Celebración litúrgica

CELEBRACIÓN
ADHESIÓN A JESÚS


Monición: En estos días en que está culminando nuestra Pascua de Resurrección, realizamos este Encuentro con el que, papás e hijos, junto a sus guías y catequistas, iniciamos un acercamiento a Jesús, para conocerlo mejor, para aprender de él y para comprometernos con él a continuar su tarea de evangelizar el mundo. Iniciaremos esta Celebración Litúrgica de su Palabra, cantando.

I. Canto de entrada y saludo del celebrante

V. La gracia y la paz de Dios, nuestro Padre, y de Jesucristo el Señor, esté con vosotros.

R. ¡Bendito es Dios, Padre de Nuestro Señor Jesucristo!

V. Que el Dios de la paz, que sacó de entre los muertos, por la Sangre de la alianza eterna, al gran Pastor de las ovejas, nuestro Señor Jesús, os haga perfectos en todo bien para hacer su voluntad, cumpliendo en vosotros lo que es grato en su presencia, por Jesucristo, a quien sea la gloria por los siglos de los siglos.

* * *

__Consigna escrita a__.
En el texto de la celebración, ¿de qué manera dice la monición que se iniciará la Celebración Litúrgica de la Palabra?

* * *

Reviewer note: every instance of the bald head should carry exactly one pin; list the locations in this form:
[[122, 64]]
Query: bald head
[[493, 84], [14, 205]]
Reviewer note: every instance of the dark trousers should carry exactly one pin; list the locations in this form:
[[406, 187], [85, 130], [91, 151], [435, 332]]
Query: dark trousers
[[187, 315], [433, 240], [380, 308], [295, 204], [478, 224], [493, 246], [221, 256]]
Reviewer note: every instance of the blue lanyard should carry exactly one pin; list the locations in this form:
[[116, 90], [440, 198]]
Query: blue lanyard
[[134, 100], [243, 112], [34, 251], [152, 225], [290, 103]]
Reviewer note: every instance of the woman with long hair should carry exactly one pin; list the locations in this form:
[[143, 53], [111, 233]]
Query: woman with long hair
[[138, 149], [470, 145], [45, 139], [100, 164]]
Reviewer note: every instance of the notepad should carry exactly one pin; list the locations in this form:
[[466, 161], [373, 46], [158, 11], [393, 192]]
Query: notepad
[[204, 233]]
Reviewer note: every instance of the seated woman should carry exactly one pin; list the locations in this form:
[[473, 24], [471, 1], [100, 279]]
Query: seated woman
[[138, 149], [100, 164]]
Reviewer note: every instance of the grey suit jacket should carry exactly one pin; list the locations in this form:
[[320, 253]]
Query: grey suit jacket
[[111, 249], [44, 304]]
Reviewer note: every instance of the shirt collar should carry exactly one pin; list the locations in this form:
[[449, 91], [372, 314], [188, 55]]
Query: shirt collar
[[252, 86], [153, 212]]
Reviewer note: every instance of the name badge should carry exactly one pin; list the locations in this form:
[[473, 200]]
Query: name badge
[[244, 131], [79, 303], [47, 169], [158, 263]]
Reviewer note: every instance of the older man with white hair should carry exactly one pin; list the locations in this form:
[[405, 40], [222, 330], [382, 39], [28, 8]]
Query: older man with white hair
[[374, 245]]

* * *

__Consigna escrita b__.
Devuelve sin cambios todo el listado desde la línea que contiene "Reviewer note: every instance of the shirt" hasta el final del listado, incluidas ambas.

__Respuesta a__.
Cantando.

__Respuesta b__.
Reviewer note: every instance of the shirt collar should carry exactly one pin; list the locations in this form:
[[449, 91], [372, 314], [188, 55]]
Query: shirt collar
[[252, 86], [153, 212]]
Reviewer note: every instance of the name badge should carry exactly one pin; list the locations in this form:
[[473, 200]]
Query: name badge
[[244, 131], [79, 303], [47, 169], [158, 263]]
Reviewer note: every instance of the older man with white hair should carry exactly one pin; list the locations in this form:
[[405, 40], [222, 330], [382, 39], [28, 8]]
Query: older man with white hair
[[374, 245]]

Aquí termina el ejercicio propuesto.